— Task directions —
Please write out the entries below word for word, from their first line through the line containing "point(76, 132)", including both of those lines. Leave the pictures out of your answer.

— Exercise material —
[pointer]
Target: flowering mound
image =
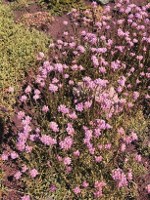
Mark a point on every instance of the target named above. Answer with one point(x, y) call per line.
point(76, 132)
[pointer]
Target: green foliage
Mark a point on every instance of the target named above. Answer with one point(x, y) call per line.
point(18, 48)
point(62, 6)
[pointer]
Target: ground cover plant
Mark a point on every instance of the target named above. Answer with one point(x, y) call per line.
point(80, 129)
point(18, 49)
point(62, 6)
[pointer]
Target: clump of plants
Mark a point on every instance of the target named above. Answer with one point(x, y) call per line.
point(18, 48)
point(75, 139)
point(62, 6)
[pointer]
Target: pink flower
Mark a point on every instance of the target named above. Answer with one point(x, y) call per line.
point(53, 88)
point(85, 184)
point(119, 176)
point(45, 109)
point(136, 95)
point(67, 143)
point(98, 158)
point(138, 158)
point(95, 61)
point(40, 56)
point(53, 188)
point(17, 175)
point(24, 168)
point(54, 127)
point(28, 89)
point(4, 156)
point(26, 197)
point(123, 147)
point(76, 153)
point(33, 173)
point(14, 155)
point(23, 98)
point(11, 89)
point(63, 108)
point(77, 190)
point(129, 175)
point(65, 23)
point(79, 107)
point(47, 140)
point(148, 188)
point(70, 130)
point(21, 115)
point(67, 161)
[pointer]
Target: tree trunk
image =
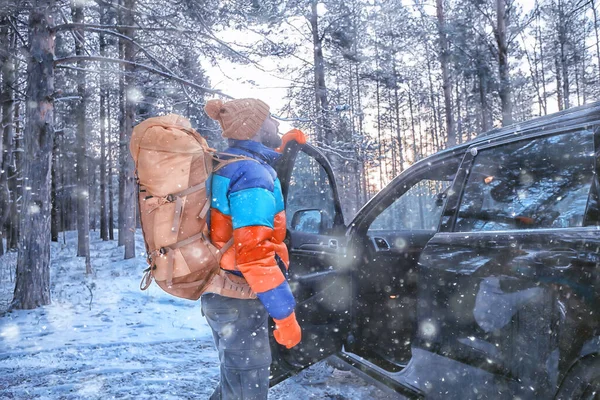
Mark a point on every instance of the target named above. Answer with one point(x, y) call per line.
point(398, 126)
point(15, 171)
point(446, 84)
point(559, 87)
point(7, 43)
point(127, 229)
point(103, 91)
point(111, 213)
point(32, 287)
point(503, 69)
point(542, 67)
point(597, 35)
point(55, 213)
point(83, 193)
point(321, 100)
point(486, 120)
point(412, 124)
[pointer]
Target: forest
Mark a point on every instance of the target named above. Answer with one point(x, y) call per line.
point(377, 85)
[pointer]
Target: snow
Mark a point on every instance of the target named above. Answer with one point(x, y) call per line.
point(103, 338)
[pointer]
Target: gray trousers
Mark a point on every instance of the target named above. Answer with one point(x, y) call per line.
point(241, 335)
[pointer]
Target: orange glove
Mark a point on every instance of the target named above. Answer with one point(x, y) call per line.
point(294, 134)
point(287, 331)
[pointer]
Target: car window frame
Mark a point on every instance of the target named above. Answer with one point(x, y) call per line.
point(400, 186)
point(450, 214)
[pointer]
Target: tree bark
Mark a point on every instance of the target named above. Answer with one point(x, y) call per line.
point(503, 69)
point(103, 176)
point(446, 83)
point(32, 287)
point(126, 178)
point(595, 12)
point(486, 120)
point(321, 100)
point(562, 41)
point(83, 193)
point(559, 87)
point(111, 213)
point(15, 187)
point(6, 143)
point(55, 213)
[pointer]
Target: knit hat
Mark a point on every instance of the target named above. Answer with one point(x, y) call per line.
point(240, 119)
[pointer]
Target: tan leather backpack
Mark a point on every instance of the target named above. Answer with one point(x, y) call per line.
point(172, 164)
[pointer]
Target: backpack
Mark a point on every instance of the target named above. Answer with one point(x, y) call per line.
point(172, 166)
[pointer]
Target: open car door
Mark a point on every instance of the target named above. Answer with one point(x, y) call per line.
point(315, 233)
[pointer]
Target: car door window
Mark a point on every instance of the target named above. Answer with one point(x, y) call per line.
point(419, 208)
point(532, 184)
point(310, 189)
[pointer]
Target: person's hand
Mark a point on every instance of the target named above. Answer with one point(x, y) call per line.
point(287, 331)
point(294, 134)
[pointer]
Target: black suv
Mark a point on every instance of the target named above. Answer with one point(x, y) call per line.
point(473, 274)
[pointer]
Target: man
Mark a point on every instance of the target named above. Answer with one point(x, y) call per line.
point(247, 203)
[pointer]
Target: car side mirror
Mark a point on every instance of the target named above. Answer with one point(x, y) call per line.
point(309, 221)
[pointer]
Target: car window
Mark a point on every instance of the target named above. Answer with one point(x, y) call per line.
point(310, 189)
point(541, 183)
point(419, 208)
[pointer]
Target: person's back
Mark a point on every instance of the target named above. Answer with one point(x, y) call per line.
point(247, 205)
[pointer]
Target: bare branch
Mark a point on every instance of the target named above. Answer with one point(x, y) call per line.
point(72, 59)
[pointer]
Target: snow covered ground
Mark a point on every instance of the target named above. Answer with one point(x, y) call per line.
point(103, 338)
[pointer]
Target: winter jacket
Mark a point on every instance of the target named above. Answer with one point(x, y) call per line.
point(246, 202)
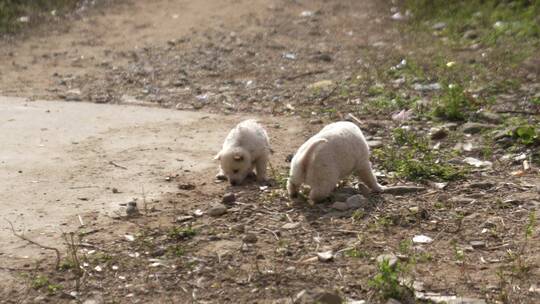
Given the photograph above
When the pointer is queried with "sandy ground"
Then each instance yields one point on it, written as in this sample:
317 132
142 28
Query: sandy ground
296 65
61 160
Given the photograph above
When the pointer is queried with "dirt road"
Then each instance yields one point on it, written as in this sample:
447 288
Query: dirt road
143 93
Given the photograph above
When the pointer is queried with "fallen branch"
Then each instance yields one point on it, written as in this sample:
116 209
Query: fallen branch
117 165
275 234
22 237
399 190
309 73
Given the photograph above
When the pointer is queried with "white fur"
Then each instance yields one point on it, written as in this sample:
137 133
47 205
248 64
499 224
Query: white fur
338 150
246 148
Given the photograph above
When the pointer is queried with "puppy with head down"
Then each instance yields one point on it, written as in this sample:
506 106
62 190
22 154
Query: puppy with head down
338 150
246 148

— Task response —
[pointer]
Target: flowering mound
image =
Mark a point on every instance of the target named above. Answer with one point(x, y) call per line.
point(76, 132)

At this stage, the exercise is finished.